> Tasks to perform
1: Copy the forum thread on cats' likes and dislikes word for word, from start to finish.
2: In the listing, repeat exactly the lines from the one containing "Put a point on every instance of the paper" up to and including the one containing "[(246, 135), (169, 130), (261, 181), (317, 182)]", and nothing else.

> Provided passage
# Your cat's Likes & Dislikes



## snowy (Aug 23, 2012)

*Likes*
1. A chin/gum/head massage
2. Ear cleaning session
3. His Feline greenies treat, shirasu treat
4. Brushing teeth cos that's the time he gets to lick the toothpaste.
5. Playing Da-bird
6. Stalking and attacking cleaning tools
7. Watching me

*Dislikes/Hates*
1. Lightning/thunder/rain
2. Water
3. Being wiped down or cleaned with damp cloth/cotton pad
4. Strangers
5. Being carried
6. Being confined in his carrier with door closed.
7. Grooming
8. When I ignore him
9. When I stoke the base of his ear
10.When I brushed his tail


----------



## koneko_otaku (Jul 22, 2010)

My cat Tux has an odd like: she loves sherbet. Orange, lime, rainbow, whatever if I'm not careful she'd get in my bowl. On a couple occasions I caught her trying to lick the empty bucket clean.

She also often sleep beside me on my bed, on her back and belly up. But if I try to rub it she grabs my hand and plays rough like she's saying don't touch my belly.


----------



## snowy (Aug 23, 2012)

I probably have one more to add. Lately, whatever I was eating, he like to try some too. I just had soya ice cream 5mins ago. Likewise, he came begging for some, I know soya is no good, but just to satisfy his curiosity, I scooped less than 1tsp for him. He sniffed, not too keen but still licked just a wee bit and turned his nose up. *HE DIDN'T LIKE ICE CREAM*.


----------



## Jacq (May 17, 2012)

Likes:
1. food
2. "Driving" - climbing up my partner and sitting on him (back feet on his shoulders, front feet on his head), meowing until he gets up and walks over to her cat tree or the tall dresser.

> Data lines
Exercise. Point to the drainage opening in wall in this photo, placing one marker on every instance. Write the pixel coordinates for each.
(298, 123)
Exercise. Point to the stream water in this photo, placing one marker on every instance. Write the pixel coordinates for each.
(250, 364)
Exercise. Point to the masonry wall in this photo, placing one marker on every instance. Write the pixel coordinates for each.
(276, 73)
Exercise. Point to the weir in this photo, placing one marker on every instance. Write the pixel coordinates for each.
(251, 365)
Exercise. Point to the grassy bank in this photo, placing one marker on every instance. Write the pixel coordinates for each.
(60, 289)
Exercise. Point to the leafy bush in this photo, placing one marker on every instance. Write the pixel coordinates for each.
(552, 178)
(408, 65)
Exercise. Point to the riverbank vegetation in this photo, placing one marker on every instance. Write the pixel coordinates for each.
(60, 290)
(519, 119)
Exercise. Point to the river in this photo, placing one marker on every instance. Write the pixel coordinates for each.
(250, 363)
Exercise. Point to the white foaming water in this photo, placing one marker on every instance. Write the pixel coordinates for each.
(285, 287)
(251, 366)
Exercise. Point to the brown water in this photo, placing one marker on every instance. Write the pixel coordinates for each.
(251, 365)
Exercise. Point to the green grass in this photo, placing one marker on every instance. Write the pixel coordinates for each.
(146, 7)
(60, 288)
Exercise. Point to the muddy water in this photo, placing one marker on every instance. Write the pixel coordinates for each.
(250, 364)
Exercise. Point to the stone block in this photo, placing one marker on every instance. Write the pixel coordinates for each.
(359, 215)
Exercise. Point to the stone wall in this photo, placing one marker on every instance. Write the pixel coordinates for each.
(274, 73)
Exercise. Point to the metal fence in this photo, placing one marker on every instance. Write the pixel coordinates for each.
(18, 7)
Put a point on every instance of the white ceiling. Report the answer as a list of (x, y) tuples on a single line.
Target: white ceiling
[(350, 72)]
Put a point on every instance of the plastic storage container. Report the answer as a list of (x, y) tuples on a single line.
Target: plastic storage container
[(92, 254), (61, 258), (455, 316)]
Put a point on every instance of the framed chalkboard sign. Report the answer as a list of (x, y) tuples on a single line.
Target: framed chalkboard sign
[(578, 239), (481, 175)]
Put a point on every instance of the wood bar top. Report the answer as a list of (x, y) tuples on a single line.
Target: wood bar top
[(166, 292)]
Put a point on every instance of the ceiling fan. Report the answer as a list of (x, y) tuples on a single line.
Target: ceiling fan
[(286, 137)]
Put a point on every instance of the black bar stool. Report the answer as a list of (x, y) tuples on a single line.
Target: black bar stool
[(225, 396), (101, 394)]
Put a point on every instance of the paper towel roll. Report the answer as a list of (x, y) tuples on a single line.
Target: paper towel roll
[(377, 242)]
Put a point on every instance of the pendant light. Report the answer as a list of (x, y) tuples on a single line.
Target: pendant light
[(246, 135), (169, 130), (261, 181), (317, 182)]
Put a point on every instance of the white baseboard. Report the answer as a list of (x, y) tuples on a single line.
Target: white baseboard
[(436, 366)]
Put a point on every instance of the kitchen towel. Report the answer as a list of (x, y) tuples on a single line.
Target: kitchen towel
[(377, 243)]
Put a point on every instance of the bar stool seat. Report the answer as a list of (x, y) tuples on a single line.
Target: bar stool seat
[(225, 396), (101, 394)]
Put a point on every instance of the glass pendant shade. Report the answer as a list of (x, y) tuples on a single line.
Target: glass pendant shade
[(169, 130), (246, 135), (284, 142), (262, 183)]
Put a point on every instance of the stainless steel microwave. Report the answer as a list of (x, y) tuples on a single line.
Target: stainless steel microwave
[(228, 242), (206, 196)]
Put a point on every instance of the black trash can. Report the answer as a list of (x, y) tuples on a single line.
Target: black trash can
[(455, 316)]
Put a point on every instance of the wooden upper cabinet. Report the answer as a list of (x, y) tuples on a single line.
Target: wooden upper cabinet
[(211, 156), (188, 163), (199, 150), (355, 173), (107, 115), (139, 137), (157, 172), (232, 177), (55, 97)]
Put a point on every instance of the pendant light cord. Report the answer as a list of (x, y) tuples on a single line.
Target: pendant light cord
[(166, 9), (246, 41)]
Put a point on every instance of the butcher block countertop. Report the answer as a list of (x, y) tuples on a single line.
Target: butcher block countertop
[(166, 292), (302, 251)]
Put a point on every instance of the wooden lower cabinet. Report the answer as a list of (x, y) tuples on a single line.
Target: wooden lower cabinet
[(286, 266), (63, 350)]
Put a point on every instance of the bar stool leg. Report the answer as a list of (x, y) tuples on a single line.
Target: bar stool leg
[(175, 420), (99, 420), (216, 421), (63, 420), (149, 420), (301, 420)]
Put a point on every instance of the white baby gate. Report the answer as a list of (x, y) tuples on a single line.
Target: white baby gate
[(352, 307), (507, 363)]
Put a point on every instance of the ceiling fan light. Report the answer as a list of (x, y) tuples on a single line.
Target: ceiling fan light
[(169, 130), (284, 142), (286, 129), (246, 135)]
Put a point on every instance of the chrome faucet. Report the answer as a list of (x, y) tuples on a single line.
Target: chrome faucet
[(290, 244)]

> Worked solutions
1:
# Your cat's Likes & Dislikes



## snowy (Aug 23, 2012)

*Likes*
1. A chin/gum/head massage
2. Ear cleaning session
3. His Feline greenies treat, shirasu treat
4. Brushing teeth cos that's the time he gets to lick the toothpaste.
5. Playing Da-bird
6. Stalking and attacking cleaning tools
7. Watching me

*Dislikes/Hates*
1. Lightning/thunder/rain
2. Water
3. Being wiped down or cleaned with damp cloth/cotton pad
4. Strangers
5. Being carried
6. Being confined in his carrier with door closed.
7. Grooming
8. When I ignore him
9. When I stoke the base of his ear
10.When I brushed his tail


----------



## koneko_otaku (Jul 22, 2010)

My cat Tux has an odd like: she loves sherbet. Orange, lime, rainbow, whatever if I'm not careful she'd get in my bowl. On a couple occasions I caught her trying to lick the empty bucket clean.

She also often sleep beside me on my bed, on her back and belly up. But if I try to rub it she grabs my hand and plays rough like she's saying don't touch my belly.


----------



## snowy (Aug 23, 2012)

I probably have one more to add. Lately, whatever I was eating, he like to try some too. I just had soya ice cream 5mins ago. Likewise, he came begging for some, I know soya is no good, but just to satisfy his curiosity, I scooped less than 1tsp for him. He sniffed, not too keen but still licked just a wee bit and turned his nose up. *HE DIDN'T LIKE ICE CREAM*.


----------



## Jacq (May 17, 2012)

Likes:
1. food
2. "Driving" - climbing up my partner and sitting on him (back feet on his shoulders, front feet on his head), meowing until he gets up and walks over to her cat tree or the tall dresser.

2:
Put a point on every instance of the paper towel roll. Report the answer as a list of (x, y) tuples on a single line.
Target: paper towel roll
[(377, 242)]
Put a point on every instance of the pendant light. Report the answer as a list of (x, y) tuples on a single line.
Target: pendant light
[(246, 135), (169, 130), (261, 181), (317, 182)]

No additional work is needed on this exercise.